Task requirements: Please set down each record exactly as it appears, but leave out any pictures.

**** Material to process

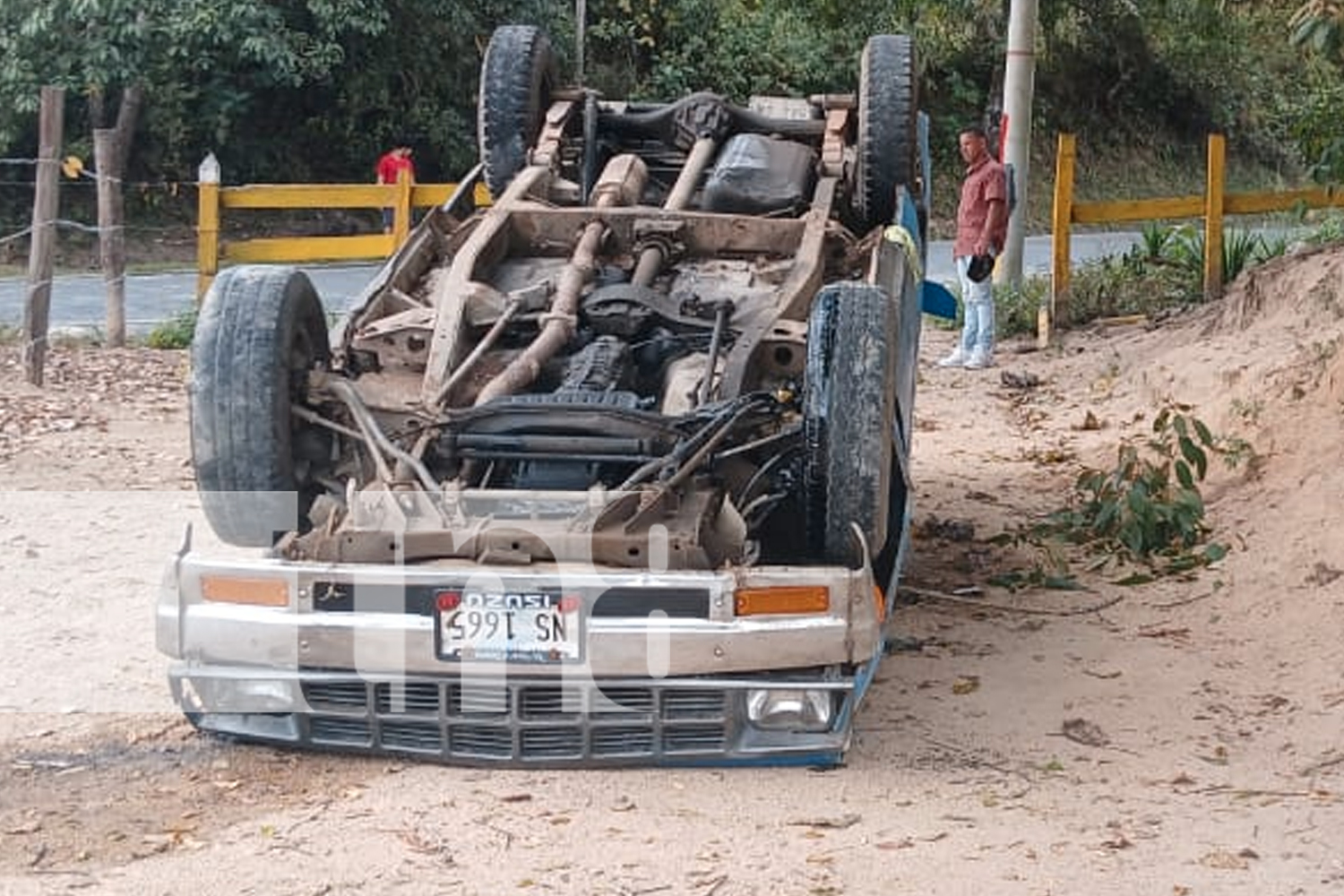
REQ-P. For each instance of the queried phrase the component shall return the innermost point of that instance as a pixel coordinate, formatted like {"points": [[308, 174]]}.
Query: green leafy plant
{"points": [[1016, 308], [175, 332], [1148, 508]]}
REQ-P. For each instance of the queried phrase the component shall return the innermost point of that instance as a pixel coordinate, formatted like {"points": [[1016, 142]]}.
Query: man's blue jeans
{"points": [[978, 332]]}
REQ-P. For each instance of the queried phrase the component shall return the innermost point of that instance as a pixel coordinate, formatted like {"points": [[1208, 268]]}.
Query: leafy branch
{"points": [[1148, 508]]}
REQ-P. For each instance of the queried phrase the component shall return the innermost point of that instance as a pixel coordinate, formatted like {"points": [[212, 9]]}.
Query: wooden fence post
{"points": [[1214, 218], [207, 225], [37, 309], [112, 234], [1061, 246]]}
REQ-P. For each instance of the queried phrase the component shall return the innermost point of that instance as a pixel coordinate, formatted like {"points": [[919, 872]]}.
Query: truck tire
{"points": [[887, 128], [849, 419], [260, 332], [516, 78]]}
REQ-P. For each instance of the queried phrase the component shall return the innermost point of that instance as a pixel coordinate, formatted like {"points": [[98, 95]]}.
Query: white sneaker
{"points": [[978, 360]]}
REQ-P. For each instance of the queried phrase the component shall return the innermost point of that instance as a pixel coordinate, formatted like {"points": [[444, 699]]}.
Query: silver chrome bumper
{"points": [[362, 673]]}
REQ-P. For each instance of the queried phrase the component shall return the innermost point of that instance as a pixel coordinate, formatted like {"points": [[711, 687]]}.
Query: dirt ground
{"points": [[1185, 739]]}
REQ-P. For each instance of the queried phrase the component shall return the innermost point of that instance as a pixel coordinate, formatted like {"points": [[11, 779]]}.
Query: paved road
{"points": [[78, 301]]}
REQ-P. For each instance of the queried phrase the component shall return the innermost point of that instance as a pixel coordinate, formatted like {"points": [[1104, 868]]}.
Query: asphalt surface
{"points": [[78, 301]]}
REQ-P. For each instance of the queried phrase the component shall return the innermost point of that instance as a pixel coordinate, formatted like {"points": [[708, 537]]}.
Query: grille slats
{"points": [[693, 739], [413, 697], [336, 696], [620, 702], [529, 721], [478, 700], [480, 740], [414, 737], [694, 704], [550, 702], [344, 732], [623, 742], [551, 743]]}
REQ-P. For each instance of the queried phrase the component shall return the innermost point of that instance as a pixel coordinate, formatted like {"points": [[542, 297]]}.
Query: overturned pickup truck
{"points": [[609, 471]]}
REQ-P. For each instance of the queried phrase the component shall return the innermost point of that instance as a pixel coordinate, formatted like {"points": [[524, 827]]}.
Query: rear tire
{"points": [[516, 80], [887, 128], [849, 419], [261, 331]]}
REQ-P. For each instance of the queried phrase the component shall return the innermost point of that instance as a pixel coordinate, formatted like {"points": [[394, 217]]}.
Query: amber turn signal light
{"points": [[257, 592], [793, 599]]}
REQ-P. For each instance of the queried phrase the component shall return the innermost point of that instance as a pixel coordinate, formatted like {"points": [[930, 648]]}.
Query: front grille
{"points": [[414, 699], [519, 720], [336, 696], [551, 743], [411, 737], [340, 732], [480, 742], [623, 742], [693, 704]]}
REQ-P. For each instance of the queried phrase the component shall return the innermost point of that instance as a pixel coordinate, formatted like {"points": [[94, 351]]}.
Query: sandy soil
{"points": [[1185, 739]]}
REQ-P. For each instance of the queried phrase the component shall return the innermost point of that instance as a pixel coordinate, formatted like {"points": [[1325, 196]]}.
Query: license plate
{"points": [[531, 626]]}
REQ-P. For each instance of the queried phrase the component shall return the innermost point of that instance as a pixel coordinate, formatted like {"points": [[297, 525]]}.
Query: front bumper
{"points": [[648, 689]]}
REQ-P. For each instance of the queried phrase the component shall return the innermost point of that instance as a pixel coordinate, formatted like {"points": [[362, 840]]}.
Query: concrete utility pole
{"points": [[1019, 85]]}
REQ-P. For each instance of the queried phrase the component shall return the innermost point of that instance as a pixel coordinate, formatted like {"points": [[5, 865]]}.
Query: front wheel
{"points": [[518, 74], [849, 419], [887, 128], [261, 331]]}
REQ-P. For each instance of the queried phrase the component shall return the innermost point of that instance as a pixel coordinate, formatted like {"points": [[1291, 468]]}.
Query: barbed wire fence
{"points": [[18, 231]]}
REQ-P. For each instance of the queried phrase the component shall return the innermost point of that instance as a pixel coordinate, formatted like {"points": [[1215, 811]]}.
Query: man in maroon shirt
{"points": [[981, 230], [390, 167]]}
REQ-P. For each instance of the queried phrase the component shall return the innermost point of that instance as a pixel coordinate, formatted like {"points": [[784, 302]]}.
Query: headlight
{"points": [[790, 710]]}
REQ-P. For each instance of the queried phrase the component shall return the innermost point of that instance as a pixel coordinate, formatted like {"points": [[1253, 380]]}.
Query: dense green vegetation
{"points": [[312, 90]]}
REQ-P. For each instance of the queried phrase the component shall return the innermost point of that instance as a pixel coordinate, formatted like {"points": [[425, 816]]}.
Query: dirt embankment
{"points": [[1183, 740]]}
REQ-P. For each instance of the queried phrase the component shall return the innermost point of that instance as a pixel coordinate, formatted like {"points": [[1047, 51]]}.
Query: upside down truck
{"points": [[612, 470]]}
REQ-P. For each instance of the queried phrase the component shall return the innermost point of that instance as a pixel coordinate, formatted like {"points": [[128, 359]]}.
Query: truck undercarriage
{"points": [[613, 470]]}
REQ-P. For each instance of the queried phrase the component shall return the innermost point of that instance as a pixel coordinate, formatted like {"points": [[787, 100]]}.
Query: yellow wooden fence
{"points": [[1212, 207], [402, 198]]}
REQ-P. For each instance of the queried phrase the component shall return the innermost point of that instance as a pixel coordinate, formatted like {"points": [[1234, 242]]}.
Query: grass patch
{"points": [[175, 332]]}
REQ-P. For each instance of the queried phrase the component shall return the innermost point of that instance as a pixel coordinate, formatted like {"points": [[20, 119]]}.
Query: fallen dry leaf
{"points": [[965, 684], [1225, 861], [838, 823], [1085, 732]]}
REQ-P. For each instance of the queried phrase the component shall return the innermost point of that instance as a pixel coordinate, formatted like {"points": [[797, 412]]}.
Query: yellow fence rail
{"points": [[1214, 206], [402, 198]]}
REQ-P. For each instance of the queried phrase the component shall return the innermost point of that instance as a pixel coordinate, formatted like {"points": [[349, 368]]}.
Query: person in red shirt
{"points": [[981, 231], [390, 167]]}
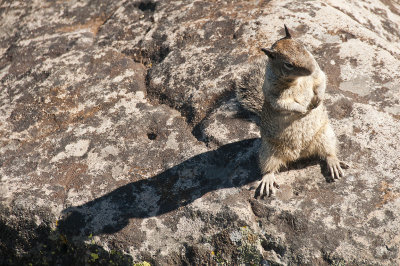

********

Expected output:
REQ-P. For each instance of the queried phrase the component shall return the innermost point of that instance as a pixel coordinate, formatted like {"points": [[308, 174]]}.
Query: green leafy plant
{"points": [[1016, 308], [175, 332], [1148, 508]]}
REQ-P. For each instance of the queried phrase the component shall return the innermost point of that instance as a pixel coordinate, formatted like {"points": [[1016, 142]]}.
Query: man's blue jeans
{"points": [[978, 332]]}
REQ-P. For each instance of the queried phrase the component shall return the innermost point of that instance as a pixel coordinate, formatted like {"points": [[1208, 268]]}.
Query: leafy branch
{"points": [[1148, 508]]}
REQ-P. For each instance of the queried phrase the component shall return the innermost point of that instance as a pixel coordinate, formatted like {"points": [[212, 9]]}.
Query: wooden fence post
{"points": [[1214, 218], [207, 225], [37, 309], [112, 234], [1061, 246]]}
REQ-P. For each instance of the queried phrase the component shall return the innermost point of that instance as a pixel coordinate, formatted like {"points": [[919, 872]]}.
Query: truck tire
{"points": [[887, 128], [849, 419], [260, 332], [516, 78]]}
REQ-P. For each instance of the queried phrase the component shall return the innermost point of that instance as a pixel coordinate, formatted like {"points": [[98, 95]]}.
Query: white sneaker
{"points": [[978, 360]]}
REQ-P. For each instance of the queried phrase the component shall return the innermost point of that instance as a pixel coordinate, formatted like {"points": [[444, 699]]}.
Query: silver chrome bumper
{"points": [[362, 673]]}
REQ-P. For each instance of the queried phrase the component shall return the innermost point of that instance as a pixel coordinate, formatted like {"points": [[711, 687]]}.
Query: dirt ground
{"points": [[1185, 739]]}
REQ-P. For each instance of the queried phrase the component shall return the innermost point of that instance as a pixel coordinate, formatted like {"points": [[11, 779]]}.
Query: paved road
{"points": [[78, 301]]}
REQ-P. For each instance of the queried phrase the component shall return the innermost point of that instance as a pixel coordinate, formatted like {"points": [[1104, 868]]}.
Query: asphalt surface
{"points": [[78, 301]]}
REQ-P. For each instance of the queried phrase the component shall return the innermost point of that instance as a pixel coordinate, formatted like {"points": [[708, 537]]}.
Query: grille slats
{"points": [[693, 739], [413, 697], [336, 696], [620, 702], [529, 721], [478, 700], [480, 740], [414, 737], [694, 704], [550, 702], [344, 732], [623, 742], [551, 743]]}
REQ-P. For each instance of the queried phrase the component shall return the innermost point of that instance as a pixel coordinate, formatted like {"points": [[542, 297]]}.
Query: overturned pickup truck
{"points": [[609, 471]]}
REQ-P. For each instance of the queried phrase the component shall return the innermost point of that instance as a pixel coordinate, formatted like {"points": [[524, 827]]}.
Query: rear tire
{"points": [[516, 80], [887, 128], [849, 419], [261, 331]]}
REQ-P. For each instance of the queried phrase the component shall return the innermost point of that instance as a pixel coordinate, formatted like {"points": [[394, 217]]}.
Query: amber turn signal light
{"points": [[257, 592], [793, 599]]}
REQ-P. For each instance of the queried phrase the component shall return the innermost point of that instance as a pixel coordinate, formatted like {"points": [[930, 648]]}.
Query: front grille
{"points": [[414, 699], [519, 720], [336, 696], [551, 743], [411, 737], [340, 732], [480, 742], [623, 742], [693, 704]]}
REQ-P. For each instance of the queried phrase the component shall return the innermost point of that instance as a pixel coordinate, formatted like {"points": [[94, 351]]}.
Query: sandy soil
{"points": [[1185, 739]]}
REQ-P. For each instance of the queried phrase the component shall return the innermost point of that instance as a pixel coordinate, formatted like {"points": [[1325, 196]]}.
Query: license plate
{"points": [[531, 626]]}
REQ-P. For each instance of the queried phrase the component shall return the innermost point of that instance as a pixel coordinate, formatted like {"points": [[297, 525]]}.
Query: front bumper
{"points": [[648, 689]]}
REQ-P. For each instance of the queried phrase the component shall return the innermost point of that instance as a pixel coordinate, formatted like {"points": [[362, 840]]}.
Query: concrete utility pole
{"points": [[1019, 85]]}
REQ-P. For each instance of the queried phrase the component shall return the innermost point of that instance as a pixel coordinate, formatted like {"points": [[5, 865]]}.
Query: front wheel
{"points": [[518, 74], [849, 419], [887, 128], [261, 331]]}
REQ-P. For each instance of the queried phrase the component shall return the innermost point of that instance as a pixel coordinate, formatted like {"points": [[1291, 468]]}.
Query: barbed wire fence
{"points": [[18, 231]]}
REQ-P. For each instance of the queried phrase the component shall return the innermost point of that instance as a pixel coordinate, formatted like {"points": [[1215, 811]]}.
Query: man in maroon shirt
{"points": [[981, 230], [390, 167]]}
REQ-P. For each instance of the queried phrase the component shall return the innermost point of that instance as a pixel coordinate, formatted like {"points": [[784, 302]]}.
Query: headlight
{"points": [[790, 710]]}
REQ-P. For each instance of the queried phrase the component shall return the innermost point of that instance as a pixel coordinate, formatted like {"points": [[1253, 380]]}.
Query: dense green vegetation
{"points": [[312, 90]]}
REQ-P. For each instance of the queried phrase the component shall return the innermost point of that instance as a pixel coordinate, formatted like {"points": [[425, 816]]}.
Query: dirt embankment
{"points": [[1183, 740]]}
REQ-P. For each instance of the queried phrase the component shall return the innermost point of that instance as a pixel coordinate, formatted like {"points": [[1047, 51]]}.
Query: upside down truck
{"points": [[612, 470]]}
REQ-P. For each instance of the queried phrase the component shall return the innermost point of that instance as a pixel coordinate, formatted like {"points": [[128, 359]]}.
Query: truck undercarriage
{"points": [[613, 470]]}
REQ-P. For each instance of the queried phrase the component shall return the innermost point of that instance as a pixel coordinate, formatted like {"points": [[787, 100]]}.
Query: yellow wooden fence
{"points": [[1212, 207], [402, 198]]}
REQ-P. For each instance of the queried phrase the component shall return the innermost point of that instance as a pixel coordinate, formatted like {"points": [[1234, 242]]}.
Query: grass patch
{"points": [[175, 332]]}
REQ-P. For each instance of the queried phrase the component shall return the innermost point of that instance as a pixel coordinate, formatted like {"points": [[20, 119]]}.
Query: fallen dry leaf
{"points": [[965, 684], [1225, 861], [838, 823], [1085, 732]]}
REQ-P. For each instance of the queried phrase the component shall return the innermost point of that instance as a pixel coordinate, formatted like {"points": [[797, 412]]}.
Query: yellow fence rail
{"points": [[1214, 206], [402, 198]]}
REQ-P. For each instance of the queried phrase the component shall return the innermost point of that instance as a pixel coordinate, formatted like {"points": [[349, 368]]}.
Query: person in red shirt
{"points": [[981, 231], [390, 167]]}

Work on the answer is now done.